Einträge zur Koordinatenannotation —
—————

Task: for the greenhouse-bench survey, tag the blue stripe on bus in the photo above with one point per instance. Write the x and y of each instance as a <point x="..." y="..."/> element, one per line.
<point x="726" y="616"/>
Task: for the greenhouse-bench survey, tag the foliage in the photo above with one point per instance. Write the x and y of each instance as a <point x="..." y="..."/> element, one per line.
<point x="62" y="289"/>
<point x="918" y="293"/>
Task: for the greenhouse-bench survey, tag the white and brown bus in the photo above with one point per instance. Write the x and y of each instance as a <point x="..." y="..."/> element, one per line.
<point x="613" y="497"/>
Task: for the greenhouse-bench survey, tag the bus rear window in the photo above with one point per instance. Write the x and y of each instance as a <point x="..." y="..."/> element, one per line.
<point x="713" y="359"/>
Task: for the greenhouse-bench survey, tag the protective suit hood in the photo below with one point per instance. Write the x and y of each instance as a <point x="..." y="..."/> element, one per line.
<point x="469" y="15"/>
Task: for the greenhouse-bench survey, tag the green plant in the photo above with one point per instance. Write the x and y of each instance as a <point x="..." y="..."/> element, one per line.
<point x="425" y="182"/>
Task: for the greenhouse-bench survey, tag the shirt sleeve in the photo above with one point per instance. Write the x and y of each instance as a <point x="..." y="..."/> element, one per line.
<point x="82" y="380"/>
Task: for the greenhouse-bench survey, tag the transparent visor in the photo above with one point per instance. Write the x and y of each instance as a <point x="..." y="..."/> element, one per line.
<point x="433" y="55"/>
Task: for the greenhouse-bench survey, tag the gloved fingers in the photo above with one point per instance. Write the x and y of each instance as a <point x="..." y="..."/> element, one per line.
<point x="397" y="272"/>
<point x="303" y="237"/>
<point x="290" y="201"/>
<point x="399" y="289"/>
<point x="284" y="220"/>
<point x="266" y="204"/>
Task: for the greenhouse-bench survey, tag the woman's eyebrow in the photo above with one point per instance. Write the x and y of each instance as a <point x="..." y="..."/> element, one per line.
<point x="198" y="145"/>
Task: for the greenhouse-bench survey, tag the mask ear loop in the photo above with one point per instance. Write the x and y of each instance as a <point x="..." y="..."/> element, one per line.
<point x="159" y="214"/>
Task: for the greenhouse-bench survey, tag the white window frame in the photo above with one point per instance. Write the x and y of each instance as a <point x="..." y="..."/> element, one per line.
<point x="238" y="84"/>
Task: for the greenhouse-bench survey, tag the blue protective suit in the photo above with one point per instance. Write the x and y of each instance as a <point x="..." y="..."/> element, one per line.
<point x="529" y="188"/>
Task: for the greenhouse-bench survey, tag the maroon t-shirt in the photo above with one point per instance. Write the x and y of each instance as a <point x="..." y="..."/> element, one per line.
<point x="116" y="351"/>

—————

ZU ERLEDIGENDE AUFGABE —
Bearbeite die gesamte Auflistung oben: Ersetze überall „one point per instance“ durch „a single point per instance“ und gib alle Zeilen sonst unverändert wieder.

ERGEBNIS DER ÜBUNG —
Task: for the greenhouse-bench survey, tag the blue stripe on bus in the photo above with a single point per instance. Write the x and y of each instance as a <point x="..." y="..."/> element, one per line.
<point x="726" y="616"/>
Task: for the greenhouse-bench survey, tag the foliage in the photo above with a single point per instance. Write the x and y of each instance as a <point x="..." y="..."/> element, one per line.
<point x="62" y="289"/>
<point x="918" y="293"/>
Task: for the greenhouse-bench survey, tag the white and brown bus in the photo above with a single point per instance. Write the x and y of each instance as a <point x="..." y="..."/> element, one per line.
<point x="613" y="497"/>
Task: for the greenhouse-bench survey, tag the bus rear window in the photo above with a single point per instance. Write the x and y of each instance as a <point x="..." y="..."/> element, one per line.
<point x="713" y="359"/>
Task: for the greenhouse-bench survey, tag the protective suit hood in the photo below with a single point per instance. Write the x and y of each instance as a <point x="..." y="..."/> element, one per line.
<point x="469" y="15"/>
Task: for the greenhouse-bench survey, tag the green plant in the photo above with a single point per instance. Write the x and y of each instance as a <point x="..." y="..."/> element, one per line.
<point x="425" y="182"/>
Task: for the greenhouse-bench survey, tag the shirt sleeve in the photo above with a single point per instance. Write the x and y of each instance as a <point x="..." y="..."/> element, one per line.
<point x="82" y="380"/>
Task: for the greenhouse-bench survey, tag the transparent visor in the photo above with a single point per instance. Write the x and y of each instance as a <point x="..." y="..."/> element, one per line.
<point x="433" y="55"/>
Task: for the greenhouse-bench survey, tag the gloved fingers in the photo above with a single point per instance. Write the x and y of each instance as a <point x="..." y="..."/> element, one per line.
<point x="397" y="272"/>
<point x="303" y="237"/>
<point x="290" y="201"/>
<point x="399" y="289"/>
<point x="284" y="220"/>
<point x="266" y="204"/>
Task: for the greenhouse-bench survey, tag the woman's eyebrow in the photo above with a single point per instance. Write the x and y of each instance as a <point x="..." y="..."/> element, one per line.
<point x="198" y="145"/>
Task: for the greenhouse-bench survey, tag the mask ear loop in the photo above with a single point per instance. Write the x and y of each instance as a <point x="..." y="..."/> element, one per line.
<point x="159" y="214"/>
Task: for the greenhouse-bench survey, tag the white window frame in the photo above with a single point per instance. Write the x and y of each instance as a <point x="..." y="..."/> element, one per line.
<point x="238" y="84"/>
Task: for the greenhouse-bench survey, tag the blue protective suit in the photo above with a single point per instance. Write the x and y of each instance as a <point x="..." y="..."/> element, one per line.
<point x="529" y="188"/>
Task: for the greenhouse-bench survey, tag the maroon t-shirt in the photo above with a single point per instance. Write the x and y of each instance as a <point x="..." y="..."/> element, one per line.
<point x="116" y="351"/>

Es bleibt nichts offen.